▶ **Description of the task**: Rescale the material from its start through the line containing "(1433, 122)", both lines included, and reproduce every line of that span with all other wording unchanged. Multiply each point coordinate by 0.35, round it to a whole number with halves rounded up, and leave the pictures out.

┄┄┄┄┄┄┄┄┄┄┄┄┄┄┄┄┄┄┄┄

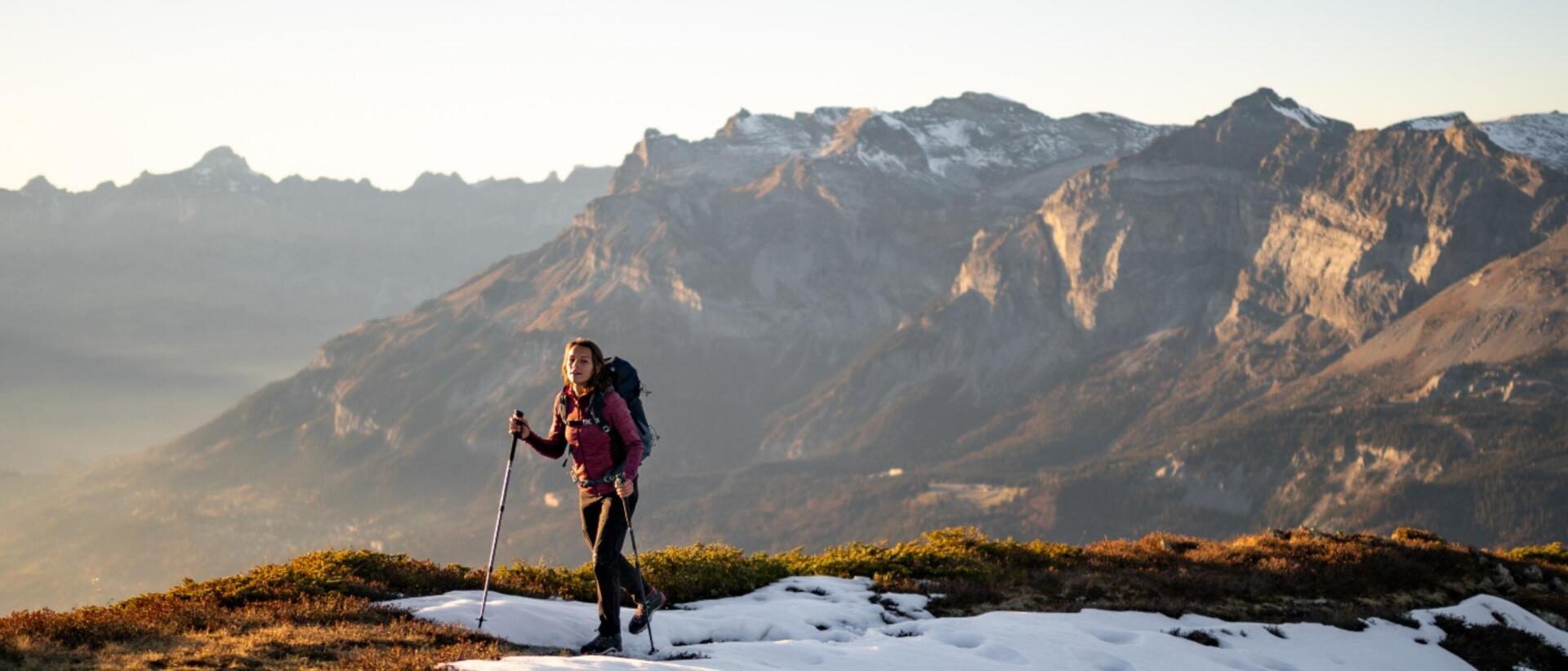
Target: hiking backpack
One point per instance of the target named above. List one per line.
(626, 383)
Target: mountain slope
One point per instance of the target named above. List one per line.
(768, 251)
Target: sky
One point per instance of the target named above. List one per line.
(100, 91)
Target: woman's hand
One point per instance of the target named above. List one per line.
(519, 427)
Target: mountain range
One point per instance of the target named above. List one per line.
(860, 323)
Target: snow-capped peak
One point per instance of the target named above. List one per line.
(1435, 122)
(1298, 113)
(844, 624)
(1540, 137)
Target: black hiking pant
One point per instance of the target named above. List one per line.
(604, 529)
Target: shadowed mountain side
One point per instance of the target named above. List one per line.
(862, 325)
(167, 300)
(1249, 278)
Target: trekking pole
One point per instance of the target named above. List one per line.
(506, 480)
(642, 580)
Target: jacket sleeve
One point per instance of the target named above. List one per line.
(554, 446)
(621, 422)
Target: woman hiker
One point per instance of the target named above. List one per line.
(579, 425)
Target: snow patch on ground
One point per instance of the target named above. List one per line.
(1302, 115)
(843, 624)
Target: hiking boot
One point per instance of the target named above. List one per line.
(645, 611)
(603, 645)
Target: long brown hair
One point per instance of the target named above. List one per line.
(601, 374)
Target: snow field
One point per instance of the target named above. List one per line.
(843, 624)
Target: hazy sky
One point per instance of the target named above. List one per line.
(385, 90)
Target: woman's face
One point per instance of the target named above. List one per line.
(579, 366)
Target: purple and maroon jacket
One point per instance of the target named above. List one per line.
(591, 454)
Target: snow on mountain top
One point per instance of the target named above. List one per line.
(1540, 137)
(843, 624)
(1300, 113)
(1433, 122)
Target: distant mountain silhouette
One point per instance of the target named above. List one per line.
(862, 325)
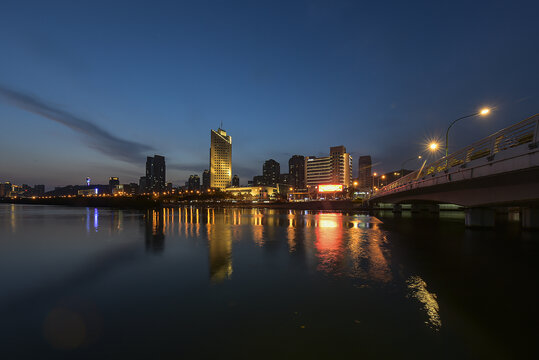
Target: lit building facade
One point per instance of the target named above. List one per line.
(365, 168)
(333, 169)
(113, 181)
(220, 159)
(296, 171)
(206, 180)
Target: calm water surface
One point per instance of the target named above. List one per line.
(261, 283)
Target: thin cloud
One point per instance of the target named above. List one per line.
(94, 136)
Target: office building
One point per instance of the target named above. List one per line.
(113, 181)
(296, 171)
(271, 172)
(155, 173)
(220, 159)
(39, 190)
(206, 180)
(193, 183)
(259, 180)
(365, 169)
(333, 169)
(5, 189)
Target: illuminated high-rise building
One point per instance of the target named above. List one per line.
(365, 177)
(206, 180)
(271, 172)
(113, 181)
(333, 169)
(193, 183)
(220, 159)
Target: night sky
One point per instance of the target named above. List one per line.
(90, 88)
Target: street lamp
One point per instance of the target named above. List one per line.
(482, 112)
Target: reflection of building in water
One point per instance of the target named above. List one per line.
(418, 290)
(368, 258)
(220, 251)
(155, 230)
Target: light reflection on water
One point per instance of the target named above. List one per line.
(273, 272)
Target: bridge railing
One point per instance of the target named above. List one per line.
(524, 132)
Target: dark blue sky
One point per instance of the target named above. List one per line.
(89, 88)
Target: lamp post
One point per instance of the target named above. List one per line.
(483, 112)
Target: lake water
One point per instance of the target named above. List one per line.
(262, 283)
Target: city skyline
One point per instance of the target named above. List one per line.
(114, 96)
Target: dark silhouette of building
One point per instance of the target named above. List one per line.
(193, 183)
(143, 184)
(365, 176)
(113, 181)
(296, 171)
(271, 172)
(155, 173)
(206, 180)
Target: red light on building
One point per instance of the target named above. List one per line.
(329, 188)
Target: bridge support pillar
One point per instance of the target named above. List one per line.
(530, 218)
(480, 217)
(432, 208)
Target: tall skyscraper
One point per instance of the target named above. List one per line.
(296, 171)
(271, 172)
(155, 173)
(333, 169)
(220, 159)
(206, 180)
(365, 168)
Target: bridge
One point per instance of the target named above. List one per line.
(499, 171)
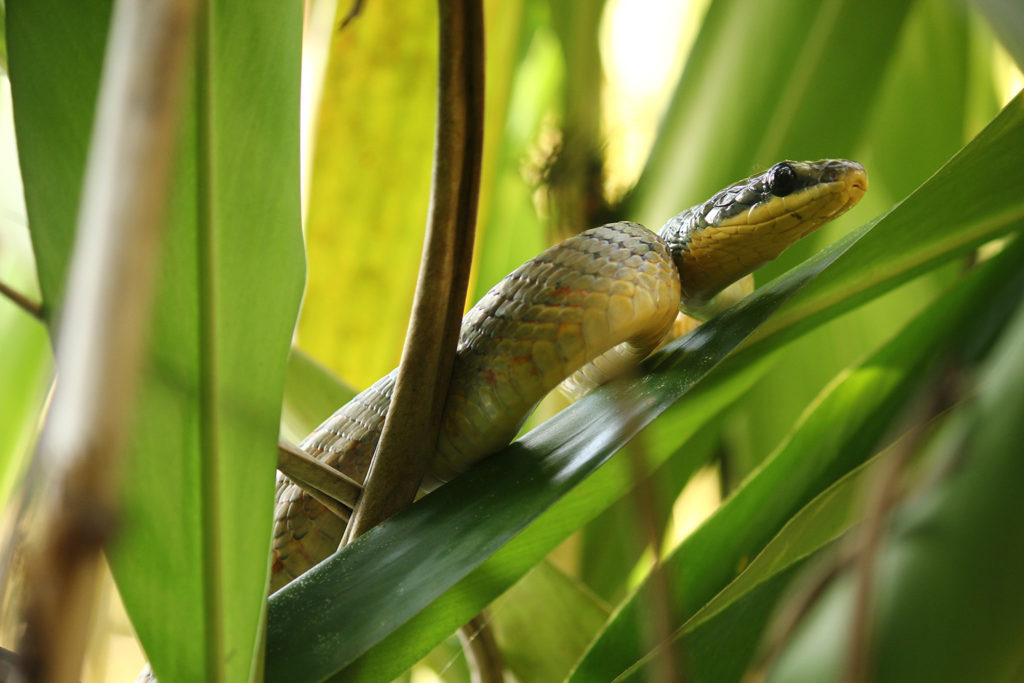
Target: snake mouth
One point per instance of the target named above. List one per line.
(753, 221)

┄┄┄┄┄┄┄┄┄┄┄┄┄┄┄┄┄┄┄┄

▶ **Exercise answer**:
Target: hiking backpack
One point per instance of the target named above. List one per line.
(219, 134)
Target: mountain slope
One point per instance of the target named above. List one per line.
(269, 88)
Target: sky
One point per instance of the target named above. List one per line.
(35, 32)
Target: woman's hand
One point per instance of the target named above. List one per line.
(182, 149)
Target: mountain range
One point per instance of the target named above. List one per line.
(301, 113)
Target: snow-capped peak
One point per instance of the target named above. List one per line.
(502, 43)
(454, 40)
(295, 218)
(539, 48)
Target: black hiking pant
One point per instance of the target named above. List one per line.
(211, 185)
Target: shadowed mountain side
One point per instance of the target named above. List one per line.
(302, 114)
(58, 105)
(437, 97)
Target: trekking pole
One point per instance of the target named above. List one per line.
(177, 168)
(225, 203)
Target: jacket sleeve
One point per instance of the target named above. List one per line.
(194, 156)
(217, 148)
Target: woman hiker
One point per instance of the target named above. List one per line.
(203, 149)
Target: snow patch on ground
One point per instance of the target named above. List one per line.
(456, 40)
(295, 218)
Target: hiking boot
One point per instance of the target named above. List one per line.
(226, 214)
(211, 226)
Target: long brown hair
One point per instance of the target named above. List one per line.
(210, 131)
Target: snow field
One point per instance of the target named above. List one per line.
(295, 218)
Target: hazy sky
One point per instance of the target named above. List one per line.
(135, 32)
Target: woman's face
One point per instance of the target named above. List one per line.
(203, 128)
Target: purple and maroon jacket
One point per instance of the target named above. List one per line.
(207, 159)
Target: snow on mountain top
One point per instance of the target named above. List one per line.
(539, 48)
(295, 218)
(455, 40)
(502, 43)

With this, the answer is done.